*DIE DATENSÄTZE*:
++++
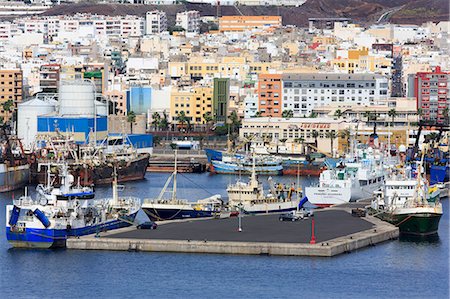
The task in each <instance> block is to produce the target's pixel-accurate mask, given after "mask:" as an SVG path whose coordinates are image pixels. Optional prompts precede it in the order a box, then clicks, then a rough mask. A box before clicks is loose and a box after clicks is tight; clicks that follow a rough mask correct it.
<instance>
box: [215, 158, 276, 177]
mask: <svg viewBox="0 0 450 299" xmlns="http://www.w3.org/2000/svg"><path fill="white" fill-rule="evenodd" d="M211 170H212V171H211V172H214V173H219V174H239V173H240V174H250V173H251V172H252V166H251V165H237V164H235V163H225V162H220V161H212V167H211ZM255 172H256V173H257V174H262V175H281V174H283V166H282V165H261V166H260V165H256V166H255Z"/></svg>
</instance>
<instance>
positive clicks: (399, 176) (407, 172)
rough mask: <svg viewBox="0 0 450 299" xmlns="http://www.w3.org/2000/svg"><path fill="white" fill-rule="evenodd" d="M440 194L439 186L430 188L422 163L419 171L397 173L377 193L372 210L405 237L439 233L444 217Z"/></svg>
mask: <svg viewBox="0 0 450 299" xmlns="http://www.w3.org/2000/svg"><path fill="white" fill-rule="evenodd" d="M414 175H415V176H416V177H415V178H414ZM439 193H440V190H439V188H438V186H436V185H435V186H431V187H430V186H429V185H428V181H427V180H426V177H425V175H424V173H423V167H422V162H420V163H419V164H418V165H417V171H416V172H414V171H413V170H412V169H411V167H408V168H402V169H398V170H396V171H394V172H393V173H392V174H391V175H390V176H389V177H388V179H387V180H386V183H385V185H384V186H383V189H382V190H381V191H377V192H375V193H374V199H373V200H372V204H371V208H372V209H374V210H375V211H376V216H377V217H379V218H381V219H383V220H385V221H387V222H390V223H392V224H394V225H396V226H398V227H399V229H400V232H401V233H403V234H414V235H430V234H435V233H437V231H438V228H439V221H440V219H441V216H442V214H443V210H442V204H441V203H440V202H439Z"/></svg>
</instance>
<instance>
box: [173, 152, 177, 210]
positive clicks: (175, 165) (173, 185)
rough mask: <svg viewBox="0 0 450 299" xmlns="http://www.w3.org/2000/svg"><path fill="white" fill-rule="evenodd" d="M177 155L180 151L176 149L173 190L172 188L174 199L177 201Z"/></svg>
mask: <svg viewBox="0 0 450 299" xmlns="http://www.w3.org/2000/svg"><path fill="white" fill-rule="evenodd" d="M177 156H178V151H177V150H175V167H174V170H173V190H172V200H173V201H175V200H176V199H177Z"/></svg>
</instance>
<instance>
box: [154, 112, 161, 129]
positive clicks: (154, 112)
mask: <svg viewBox="0 0 450 299" xmlns="http://www.w3.org/2000/svg"><path fill="white" fill-rule="evenodd" d="M160 122H161V115H159V113H158V112H154V113H153V114H152V126H153V127H154V128H155V131H156V130H157V129H158V127H159V124H160Z"/></svg>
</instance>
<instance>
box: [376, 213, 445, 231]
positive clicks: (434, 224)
mask: <svg viewBox="0 0 450 299" xmlns="http://www.w3.org/2000/svg"><path fill="white" fill-rule="evenodd" d="M441 216H442V214H439V213H406V214H391V213H383V214H381V215H380V216H379V217H380V219H382V220H385V221H387V222H389V223H391V224H393V225H395V226H398V227H399V229H400V233H402V234H409V235H421V236H424V235H432V234H436V233H437V231H438V229H439V221H440V219H441Z"/></svg>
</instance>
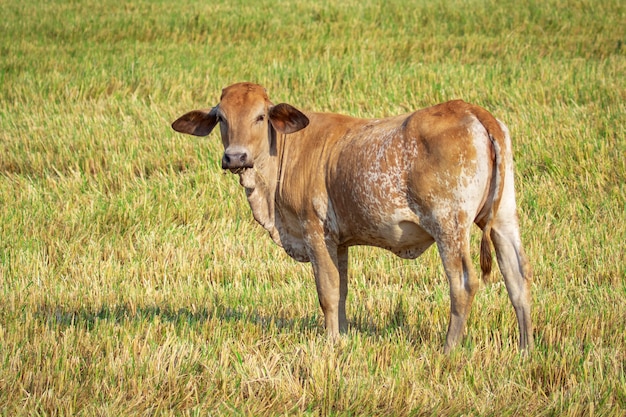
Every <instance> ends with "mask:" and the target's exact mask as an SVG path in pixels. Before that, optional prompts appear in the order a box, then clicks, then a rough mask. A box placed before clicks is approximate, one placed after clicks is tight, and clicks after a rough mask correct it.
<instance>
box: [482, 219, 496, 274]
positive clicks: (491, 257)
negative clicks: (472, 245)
mask: <svg viewBox="0 0 626 417" xmlns="http://www.w3.org/2000/svg"><path fill="white" fill-rule="evenodd" d="M490 234H491V227H485V230H483V238H482V239H481V241H480V269H481V270H482V272H483V282H484V283H485V284H491V283H493V276H492V275H491V267H492V263H493V258H492V256H491V236H490Z"/></svg>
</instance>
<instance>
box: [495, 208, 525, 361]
mask: <svg viewBox="0 0 626 417" xmlns="http://www.w3.org/2000/svg"><path fill="white" fill-rule="evenodd" d="M507 214H508V215H507ZM491 239H492V241H493V245H494V248H495V250H496V256H497V258H498V265H499V267H500V271H501V272H502V275H503V276H504V283H505V285H506V289H507V292H508V293H509V299H510V300H511V304H513V308H515V314H516V316H517V324H518V326H519V332H520V349H522V350H530V349H532V347H533V329H532V322H531V318H530V303H531V294H530V285H531V281H532V273H531V271H530V266H529V265H528V260H527V258H526V254H525V253H524V250H523V248H522V244H521V239H520V232H519V227H518V223H517V216H516V215H515V213H506V209H504V210H502V209H501V210H500V211H499V212H498V216H497V217H496V219H495V222H494V225H493V227H492V230H491Z"/></svg>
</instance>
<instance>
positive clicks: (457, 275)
mask: <svg viewBox="0 0 626 417" xmlns="http://www.w3.org/2000/svg"><path fill="white" fill-rule="evenodd" d="M437 247H438V249H439V254H440V255H441V261H442V262H443V267H444V269H445V272H446V275H447V277H448V283H449V284H450V323H449V326H448V334H447V336H446V344H445V347H444V352H445V353H449V352H450V350H451V349H452V348H454V346H455V345H456V344H457V343H458V342H459V340H460V339H461V337H462V336H463V331H464V329H465V323H466V322H467V318H468V316H469V313H470V309H471V307H472V302H473V300H474V295H475V294H476V290H477V289H478V286H479V283H478V278H477V275H476V272H475V271H474V268H473V266H472V260H471V256H470V250H469V231H467V230H459V231H455V233H454V235H452V234H450V235H448V236H447V237H446V238H445V239H440V240H438V241H437Z"/></svg>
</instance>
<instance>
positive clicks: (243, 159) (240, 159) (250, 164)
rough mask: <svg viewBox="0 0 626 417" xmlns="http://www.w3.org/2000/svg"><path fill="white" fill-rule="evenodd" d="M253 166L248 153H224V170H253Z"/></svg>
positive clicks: (229, 152)
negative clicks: (237, 169)
mask: <svg viewBox="0 0 626 417" xmlns="http://www.w3.org/2000/svg"><path fill="white" fill-rule="evenodd" d="M251 167H252V164H251V163H250V159H249V158H248V153H247V152H224V156H223V157H222V168H223V169H237V168H251Z"/></svg>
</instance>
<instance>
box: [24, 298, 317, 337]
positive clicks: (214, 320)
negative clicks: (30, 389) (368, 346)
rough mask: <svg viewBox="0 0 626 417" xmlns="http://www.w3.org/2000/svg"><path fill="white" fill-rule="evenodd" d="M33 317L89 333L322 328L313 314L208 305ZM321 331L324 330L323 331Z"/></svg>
mask: <svg viewBox="0 0 626 417" xmlns="http://www.w3.org/2000/svg"><path fill="white" fill-rule="evenodd" d="M35 317H36V318H37V319H39V320H40V321H42V322H44V323H45V324H46V325H47V326H49V327H54V328H67V327H77V328H84V329H86V330H92V329H93V328H94V327H96V326H97V325H98V324H99V323H103V322H105V323H114V324H119V325H125V324H128V323H131V324H132V323H140V322H154V321H160V322H167V323H173V324H175V325H180V326H185V327H188V328H192V329H193V328H196V329H198V331H203V330H205V329H204V327H205V325H206V324H207V323H209V322H212V321H215V320H217V321H220V322H224V323H228V322H245V323H249V324H253V325H256V326H259V327H262V328H264V329H265V330H271V329H277V330H278V331H279V332H282V331H308V332H310V331H316V330H317V329H318V328H321V322H319V321H318V320H319V318H318V316H317V315H316V314H312V315H308V316H304V317H285V316H280V315H278V316H277V315H271V316H270V315H264V314H260V313H258V312H257V311H252V312H250V311H245V310H244V309H242V308H237V307H230V306H224V305H222V304H218V305H211V306H206V307H202V308H193V309H191V308H186V307H182V308H172V307H171V306H167V305H163V306H159V305H144V306H133V305H131V304H121V305H113V306H102V307H100V308H96V309H91V308H89V307H88V306H85V307H81V308H78V309H71V308H64V307H63V306H58V305H50V304H44V305H41V306H40V307H39V309H38V310H37V311H36V312H35ZM322 330H323V329H322Z"/></svg>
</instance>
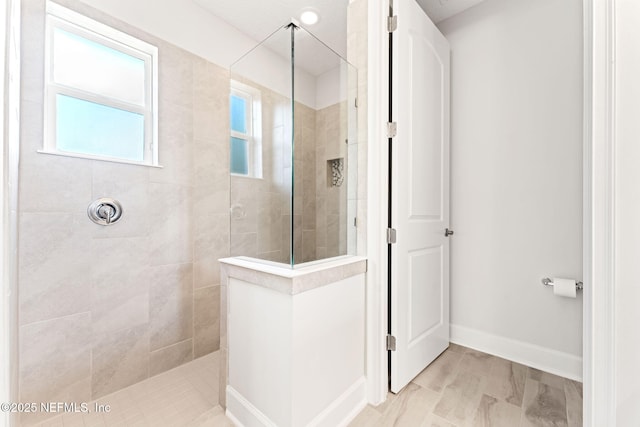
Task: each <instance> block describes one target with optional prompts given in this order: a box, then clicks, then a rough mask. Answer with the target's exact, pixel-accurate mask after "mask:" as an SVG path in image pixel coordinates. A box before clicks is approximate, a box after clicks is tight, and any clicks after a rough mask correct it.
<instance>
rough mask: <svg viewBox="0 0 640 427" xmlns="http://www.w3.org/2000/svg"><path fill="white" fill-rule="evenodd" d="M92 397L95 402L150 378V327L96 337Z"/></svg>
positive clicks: (91, 396)
mask: <svg viewBox="0 0 640 427" xmlns="http://www.w3.org/2000/svg"><path fill="white" fill-rule="evenodd" d="M93 341H94V344H93V348H92V351H91V355H92V362H91V369H92V375H91V394H92V396H91V397H92V398H93V399H97V398H98V397H101V396H104V395H106V394H109V393H112V392H114V391H116V390H120V389H121V388H124V387H127V386H129V385H131V384H135V383H137V382H139V381H142V380H143V379H145V378H147V377H148V371H149V332H148V326H147V325H141V326H136V327H134V328H131V329H122V330H120V331H116V332H111V333H107V334H101V335H97V336H95V337H93Z"/></svg>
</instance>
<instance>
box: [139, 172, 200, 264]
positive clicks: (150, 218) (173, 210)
mask: <svg viewBox="0 0 640 427" xmlns="http://www.w3.org/2000/svg"><path fill="white" fill-rule="evenodd" d="M149 192H150V197H151V200H154V201H158V202H157V203H159V204H160V205H159V206H157V207H156V208H155V209H153V210H152V213H151V215H150V217H149V220H150V222H151V227H150V230H149V239H150V245H149V246H150V251H151V265H165V264H181V263H187V262H192V261H193V234H192V233H193V219H192V218H193V213H192V202H191V197H192V194H193V191H192V189H191V188H190V187H185V186H182V185H177V184H158V183H151V184H150V185H149ZM160 201H161V202H160Z"/></svg>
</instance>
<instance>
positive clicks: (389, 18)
mask: <svg viewBox="0 0 640 427" xmlns="http://www.w3.org/2000/svg"><path fill="white" fill-rule="evenodd" d="M397 28H398V16H397V15H394V16H387V31H388V32H390V33H393V32H394V31H395V30H396V29H397Z"/></svg>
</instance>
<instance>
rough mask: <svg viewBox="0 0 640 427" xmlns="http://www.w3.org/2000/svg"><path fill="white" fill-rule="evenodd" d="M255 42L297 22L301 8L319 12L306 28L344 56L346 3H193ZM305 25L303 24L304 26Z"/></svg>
mask: <svg viewBox="0 0 640 427" xmlns="http://www.w3.org/2000/svg"><path fill="white" fill-rule="evenodd" d="M193 1H195V2H196V3H198V4H199V5H201V6H203V7H204V8H206V9H207V10H209V11H210V12H211V13H213V14H214V15H216V16H218V17H219V18H221V19H222V20H223V21H226V22H227V23H229V24H231V25H232V26H234V27H236V28H237V29H238V30H240V31H241V32H243V33H245V34H247V35H248V36H250V37H251V38H253V39H254V40H256V41H257V42H259V41H262V40H264V39H266V38H267V37H268V36H269V35H270V34H271V33H273V32H274V31H276V30H277V29H278V28H280V27H282V26H283V25H285V24H288V23H289V22H291V18H294V19H296V20H298V21H299V20H300V13H301V12H302V11H303V10H304V9H308V8H312V9H315V10H316V12H318V14H319V16H320V21H319V22H318V23H317V24H315V25H312V26H309V27H306V29H307V30H308V31H309V32H311V33H312V34H313V35H315V36H316V37H317V38H319V39H320V40H322V41H323V42H324V43H325V44H326V45H327V46H329V47H330V48H331V49H333V50H334V51H336V52H337V53H338V54H339V55H340V56H342V57H344V58H346V57H347V5H348V4H349V0H268V1H267V0H193ZM303 26H304V25H303Z"/></svg>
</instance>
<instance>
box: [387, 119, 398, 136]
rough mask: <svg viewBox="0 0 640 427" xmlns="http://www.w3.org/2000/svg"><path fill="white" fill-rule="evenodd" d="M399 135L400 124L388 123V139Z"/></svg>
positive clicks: (387, 122)
mask: <svg viewBox="0 0 640 427" xmlns="http://www.w3.org/2000/svg"><path fill="white" fill-rule="evenodd" d="M397 133H398V124H397V123H396V122H387V138H394V137H395V136H396V135H397Z"/></svg>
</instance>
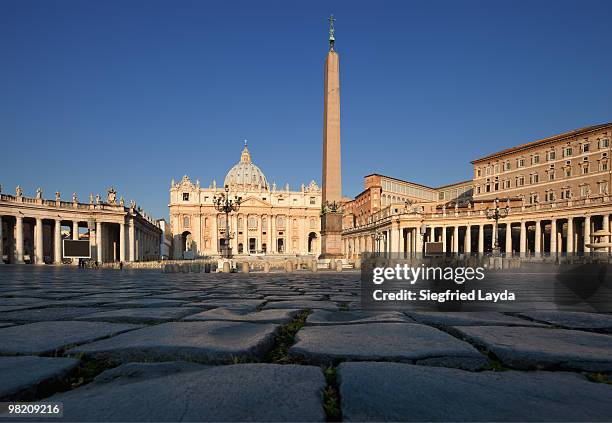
++++
*ZIEL DER AUFGABE*: Finde jede Zeile der Datensätze, die die Zeichenfolge „negative“ enthält, und gib diese Zeilen vollständig wieder. Achte dabei auf Groß- und Kleinschreibung.

*LÖSUNG DER AUFGABE*:
negative clicks: (472, 245)
negative clicks: (237, 169)
negative clicks: (30, 389) (368, 346)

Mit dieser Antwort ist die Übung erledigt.